=== Given task ===
Retype every one of the following records line for line, changing nothing, and omit the pictures from your answer.

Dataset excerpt
------------------------------------------------------------------------

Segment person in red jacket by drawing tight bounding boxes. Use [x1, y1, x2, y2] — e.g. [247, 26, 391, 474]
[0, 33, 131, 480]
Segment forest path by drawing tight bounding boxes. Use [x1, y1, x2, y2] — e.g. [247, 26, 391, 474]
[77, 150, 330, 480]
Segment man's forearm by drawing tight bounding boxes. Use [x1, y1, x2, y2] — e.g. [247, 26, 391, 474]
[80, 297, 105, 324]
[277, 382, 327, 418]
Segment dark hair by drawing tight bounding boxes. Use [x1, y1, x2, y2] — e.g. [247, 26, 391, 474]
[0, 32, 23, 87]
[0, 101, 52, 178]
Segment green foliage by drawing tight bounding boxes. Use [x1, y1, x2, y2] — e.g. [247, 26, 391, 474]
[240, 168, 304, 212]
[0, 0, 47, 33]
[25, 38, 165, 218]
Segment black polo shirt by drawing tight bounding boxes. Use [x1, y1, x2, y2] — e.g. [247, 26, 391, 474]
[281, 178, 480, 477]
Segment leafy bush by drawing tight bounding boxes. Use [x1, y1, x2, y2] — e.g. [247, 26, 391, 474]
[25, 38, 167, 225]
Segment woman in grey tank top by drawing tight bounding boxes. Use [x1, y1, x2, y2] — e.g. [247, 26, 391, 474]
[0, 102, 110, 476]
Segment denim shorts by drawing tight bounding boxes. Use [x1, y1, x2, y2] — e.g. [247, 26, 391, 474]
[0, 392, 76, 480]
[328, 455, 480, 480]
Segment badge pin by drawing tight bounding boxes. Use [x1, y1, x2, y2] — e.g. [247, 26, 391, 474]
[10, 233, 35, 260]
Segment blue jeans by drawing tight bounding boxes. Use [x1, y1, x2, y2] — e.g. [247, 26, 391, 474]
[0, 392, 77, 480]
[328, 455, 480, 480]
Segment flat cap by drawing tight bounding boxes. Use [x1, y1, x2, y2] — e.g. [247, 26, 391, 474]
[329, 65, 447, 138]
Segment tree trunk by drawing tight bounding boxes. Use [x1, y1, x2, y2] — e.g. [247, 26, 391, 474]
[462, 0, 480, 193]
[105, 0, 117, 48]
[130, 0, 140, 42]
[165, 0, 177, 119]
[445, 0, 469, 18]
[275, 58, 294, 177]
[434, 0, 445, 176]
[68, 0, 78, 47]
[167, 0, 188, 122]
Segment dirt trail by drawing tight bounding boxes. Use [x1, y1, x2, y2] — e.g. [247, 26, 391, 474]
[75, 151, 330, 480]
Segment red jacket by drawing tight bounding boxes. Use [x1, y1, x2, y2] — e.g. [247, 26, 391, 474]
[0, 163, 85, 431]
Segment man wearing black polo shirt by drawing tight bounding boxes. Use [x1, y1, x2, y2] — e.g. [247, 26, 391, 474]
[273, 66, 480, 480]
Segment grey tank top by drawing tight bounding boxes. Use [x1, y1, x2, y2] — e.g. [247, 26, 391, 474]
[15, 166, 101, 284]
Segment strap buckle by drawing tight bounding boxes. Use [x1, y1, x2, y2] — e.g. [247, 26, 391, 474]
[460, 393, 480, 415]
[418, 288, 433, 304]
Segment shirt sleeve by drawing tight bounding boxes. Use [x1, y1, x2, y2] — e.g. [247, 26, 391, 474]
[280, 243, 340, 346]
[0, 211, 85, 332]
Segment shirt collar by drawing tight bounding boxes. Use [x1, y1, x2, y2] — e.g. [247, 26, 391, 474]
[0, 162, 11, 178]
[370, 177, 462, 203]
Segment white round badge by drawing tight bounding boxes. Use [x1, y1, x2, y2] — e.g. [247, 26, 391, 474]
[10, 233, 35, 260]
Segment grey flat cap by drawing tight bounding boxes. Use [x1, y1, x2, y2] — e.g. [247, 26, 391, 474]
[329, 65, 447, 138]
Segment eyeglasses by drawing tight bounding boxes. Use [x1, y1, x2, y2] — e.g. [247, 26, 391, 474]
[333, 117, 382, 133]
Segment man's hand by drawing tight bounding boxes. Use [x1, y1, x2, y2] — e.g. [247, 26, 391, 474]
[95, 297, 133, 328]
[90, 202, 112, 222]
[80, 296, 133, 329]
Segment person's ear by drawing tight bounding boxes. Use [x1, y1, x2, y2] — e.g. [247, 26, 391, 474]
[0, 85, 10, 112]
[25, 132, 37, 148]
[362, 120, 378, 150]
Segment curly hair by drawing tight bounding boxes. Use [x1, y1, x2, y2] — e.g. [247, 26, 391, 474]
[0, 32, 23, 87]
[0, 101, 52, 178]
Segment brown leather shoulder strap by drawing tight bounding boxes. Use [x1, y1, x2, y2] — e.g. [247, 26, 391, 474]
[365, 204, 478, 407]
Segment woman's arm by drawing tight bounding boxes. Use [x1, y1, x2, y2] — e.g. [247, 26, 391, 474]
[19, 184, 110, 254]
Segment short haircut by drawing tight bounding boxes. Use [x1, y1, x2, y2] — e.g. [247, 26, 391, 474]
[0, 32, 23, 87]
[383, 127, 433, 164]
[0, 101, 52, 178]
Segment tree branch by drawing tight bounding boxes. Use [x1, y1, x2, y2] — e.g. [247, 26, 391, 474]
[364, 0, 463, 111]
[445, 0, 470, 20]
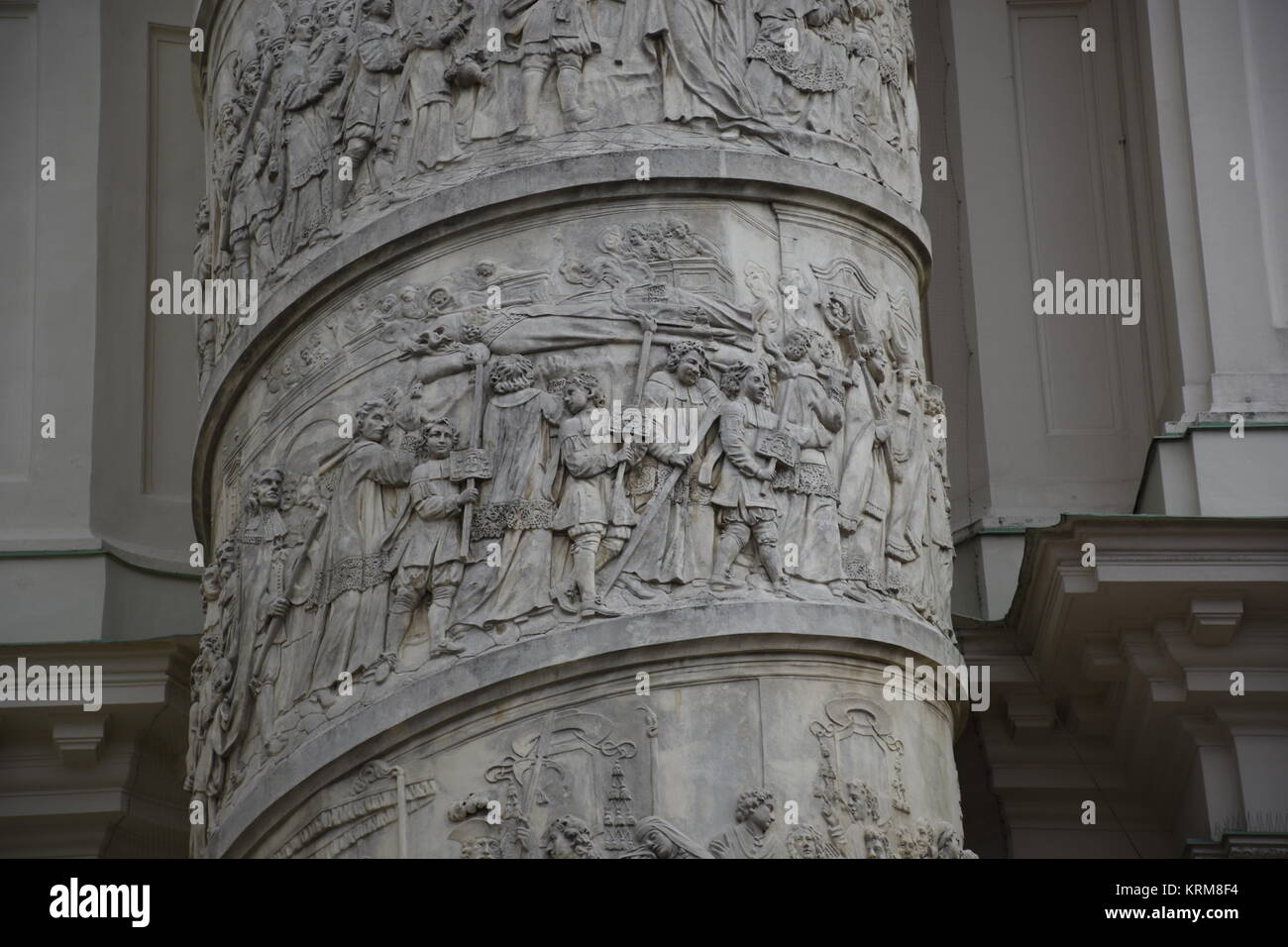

------------------------------------------------------------------------

=== Expected output ===
Segment person in red jacket by drawing tight bounding boxes. Use [x1, y1, x2, y2] — e.g. [247, 26, 391, 474]
[0, 33, 131, 480]
Segment forest path by drawing tight bounding boxes. Use [x1, y1, x2, y2] — e.g. [247, 26, 391, 474]
[77, 150, 330, 480]
Segment man's forearm by drawing tight bounding boxes. Use [x1, y1, x2, y2] — e.g. [247, 26, 391, 474]
[80, 297, 105, 324]
[277, 382, 327, 418]
Segment dark hair by drawing tight bounding boxes. Use [x1, y1, x2, y2] — e.g. [247, 26, 391, 474]
[0, 32, 23, 87]
[0, 101, 52, 178]
Segment green foliage by drawing tight bounding boxes. Use [x1, y1, x2, y2] — e.g. [247, 26, 391, 474]
[240, 168, 304, 212]
[0, 0, 47, 33]
[25, 38, 165, 218]
Segment black polo shirt by drawing tight bounding boxes. Use [x1, y1, x2, y2] — e.g. [247, 26, 391, 474]
[281, 178, 480, 477]
Segment leafy bush by drawing tight bounding boxes. Use [x1, y1, x2, y2] — e.g. [247, 26, 391, 474]
[25, 38, 167, 225]
Segment woman in grey tank top by drawing tight bounding boxes. Use [x1, y1, x2, y2] — e.g. [247, 26, 391, 474]
[0, 102, 110, 476]
Segment denim shorts by drawing tight bounding boxes. Use [x1, y1, x2, y2] — e.g. [247, 26, 391, 474]
[0, 392, 76, 480]
[328, 455, 480, 480]
Segment badge pin by drawing tight bounding boxes. Use [x1, y1, x2, y2] — e.g. [247, 26, 391, 474]
[10, 233, 35, 260]
Segment blue jeans by drawing tight bounding boxes. Use [x1, y1, x2, y2] — e.g. [247, 26, 391, 474]
[0, 392, 77, 480]
[328, 455, 480, 480]
Segment flat cap by drawing tight bounding boxes. Use [x1, y1, x2, y2] — e.g. [247, 26, 391, 474]
[329, 65, 447, 138]
Segment tree trunk by drawing tight bounding boxes. Use [x1, y1, x2, y2] — e.g. [247, 26, 391, 474]
[462, 0, 480, 193]
[105, 0, 117, 48]
[130, 0, 140, 42]
[165, 0, 177, 119]
[445, 0, 469, 18]
[275, 58, 294, 177]
[434, 0, 445, 176]
[68, 0, 78, 47]
[167, 0, 188, 122]
Segment dirt trail by drawing tight bounding boxes. Use [x1, y1, x2, y2] — e.g. [247, 26, 391, 474]
[75, 151, 330, 480]
Segment red jacket by drawing tight bounding boxes. Use [x1, y1, x2, y2] — e.g. [247, 26, 391, 474]
[0, 163, 85, 431]
Segment man wearing black polo shirt by drawing tight bounding boxes. Use [x1, y1, x2, y2] — e.g. [247, 26, 391, 474]
[273, 66, 480, 480]
Segment grey tank top by drawing tight bounding boxes. Use [x1, y1, x2, y2] — e.g. [247, 26, 391, 474]
[15, 166, 101, 284]
Segment strap buckle by drawing tight bounding boxes. Use [x1, y1, x2, y2] — e.g. [247, 26, 391, 474]
[460, 393, 480, 415]
[418, 288, 433, 304]
Segment shirt sleeve by drawing tight bounding boxes. Use [x1, y1, x2, y2] — e.g. [247, 26, 391, 474]
[280, 243, 340, 346]
[0, 211, 85, 332]
Segment shirt collar by drawing tight bounding boxes. Use [x1, y1, x2, y2] — e.g. [247, 26, 391, 474]
[0, 162, 11, 178]
[370, 177, 462, 203]
Segment white round badge by drawing tight bounding boxes. Use [x1, y1, x2, y2] — e.g. [247, 26, 391, 474]
[10, 233, 35, 260]
Segment grey flat cap by drawing tight bounding boxes. Use [x1, y1, x2, y2] — e.g. [247, 26, 391, 474]
[329, 65, 447, 138]
Segment eyeglasses by drawing tight bounding boxes. Use [x1, y1, x2, y2] — e.g. [247, 26, 391, 474]
[333, 117, 382, 133]
Segment man's hand by drawing tight bounding boxes. Use [x1, y1, x2, y2] — e.g. [247, 26, 391, 474]
[95, 297, 133, 328]
[90, 202, 112, 222]
[80, 296, 133, 329]
Segment person's ear by drawing tight bounding boxes. Use [x1, y1, x2, y2] — e.g. [247, 26, 391, 474]
[0, 85, 10, 112]
[25, 132, 37, 148]
[362, 120, 378, 150]
Segment curly hair by drawing tight bounding boxes. Use [x1, y1, x2, y2] — e.g. [247, 26, 391, 474]
[0, 32, 23, 87]
[0, 101, 52, 178]
Segment brown leather shoulder strap by drawing tight bounding boxes. Use [x1, y1, x2, y2] — e.g. [247, 26, 391, 474]
[365, 204, 478, 407]
Segment woman's arm by drawing tight bounding boxes. Use [x1, y1, x2, y2] — e.g. [247, 26, 391, 474]
[19, 184, 110, 254]
Segment short haircut by drawing tight bounding boxes. Use [x1, y1, x2, y2] — e.g. [247, 26, 391, 474]
[0, 32, 23, 87]
[383, 127, 433, 164]
[0, 101, 52, 178]
Segment tree branch by drawing tight bounding boxes. Use [x1, y1, x2, y2] — e.g. [247, 26, 391, 474]
[364, 0, 463, 111]
[445, 0, 470, 20]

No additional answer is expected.